ТЕКСТ:
____

Под «затоваренной бочкотарой» я тут подразумеваю не знаменитую повесть молодого Василия Аксенова, а само это словосочетание, ставшее ее заглавием.
Один русский писатель, покинувший родину примерно в то же время, что и Аксенов, писал — не без некоторой ностальгической нежности:
«…Мы приехали оттуда, мы только что из этой страны, подарившей миру слово «советский.: мы еще помним ее запахи, вкус ее хлеба, синюю кромку леса на дальнем горизонте, дожди, чмоканье луж и сосущую сердце дорогу… Мы еще не забыли русский язык, не те кудрявые словеса, вычитанные из Даля, а ржавый, царапающий уши и горло язык подворотен, язык бюрократии и уголовного мира, язык, в который ушли, как в трясину, десять веков русской литературы и который точно позавчера появился на свет; язык людей, о которых трудно сказать, кто они: ни рабочие, ни крестьяне, ни народ — ни то ни се». (Борис Хазанов. «Миф Россия».)
Судя по всему, возможности этого языка автор расценивает крайне низко. Во всяком случае, трудно себе представить, чтобы он мог рассматривать этот язык как материал, сколько-нибудь пригодный для художественного творчества. В самом деле: можно ли создать нечто художественное на уродливом псевдоязыке, который «точно вчера появился на свет» и в который «ушли, как в трясину, десять веков русской литературы»?
Молодой Аксенов исходил из прямо противоположного убеждения. И уродливое словосочетание вульгарного советского «новояза» (вот эта самая «затоваренная бочкотара»), демонстративно вынесенное им тогда в заглавие своей новой повести, можно рассматривать как своего рода эстетический манифест.

____

СПИСОК ЗАПИСЕЙ:
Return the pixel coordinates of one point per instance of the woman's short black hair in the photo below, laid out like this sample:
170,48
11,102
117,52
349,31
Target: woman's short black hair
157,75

____

ЧТО СДЕЛАТЬ:
- 1) Из какого произведения Бориса Хазанова взята цитата в тексте о «затоваренной бочкотаре»?
- 2) Перепишите кусок текста о «затоваренной бочкотаре», начиная со слов «Судя по всему, возможности» и заканчивая словами «рода эстетический манифест.», только поставьте «жаргона» вместо «новояза».
- 3) Продолжите текст о «затоваренной бочкотаре» после его последнего предложения.

ОТВЕТЫ ПО ПОРЯДКУ:
- 1) Из произведения «Миф Россия».

- 2)
Судя по всему, возможности этого языка автор расценивает крайне низко. Во всяком случае, трудно себе представить, чтобы он мог рассматривать этот язык как материал, сколько-нибудь пригодный для художественного творчества. В самом деле: можно ли создать нечто художественное на уродливом псевдоязыке, который «точно вчера появился на свет» и в который «ушли, как в трясину, десять веков русской литературы»?
Молодой Аксенов исходил из прямо противоположного убеждения. И уродливое словосочетание вульгарного советского «жаргона» (вот эта самая «затоваренная бочкотара»), демонстративно вынесенное им тогда в заглавие своей новой повести, можно рассматривать как своего рода эстетический манифест.

- 3)
Именно вот этот уродливый «новояз» он превратил в одну из самых ярких красок своей художественной палитры.
«Я совсем атрофировал к нему отцовское отношение». — говорит один из персонажей той самой «Затоваренной бочкотары».
Про сыновей другого ее персонажа автор сообщает ним:
«Они давно уже покинули отчие края и теперь в разных концах страны клепают по хозрасчету личную материальную заинтересованность».
А вот как разговаривают — в той же «Затоваренной бочкотаре» — интеллигентная учительница Ирина и ее возлюбленный Глеб:
«— Давай и мы посвятим себя науке, Глеб, отдадим ей себя до конца, без остатка…
— Хорошая идея, Иринка, и мы воплотим ее в жизнь…
— Скажи, Глеб, а ты смог бы, как Сцевола, сжечь все, чему поклонялся, и поклониться всему, что сжигал? — спросила Ирина».
И сам автор, сообщая нам о различных поступках и намерениях этих своих персонажей, тоже пользуется теми же словесными «шлакоблоками», иронически переосмысленными штампами того же советского «новояза»:
«Шустиков Глеб с Ириной Валентиновной отправились на поиски библиотеки-читальни. Надо было немного по-штудировать литературку, слегка повысить уровень, вырасти над собой».
Язык, как видите, тот самый, «царапающий уши и горло». о котором говорит в процитированном мною отрывке Борис Хазанов, — причудливая смесь языка подворотен («клепают»), бюрократии («хозрасчет», «материальная заинтересованность»), готовых газетных клише («отдадим ей себя, без остатка», «воплотим ее в жизнь») и дурно усвоенных оборотов высокой интеллигентской речи («…как Сцевола, сжечь все, чему поклонялся, и поклониться всему, что сжигал»).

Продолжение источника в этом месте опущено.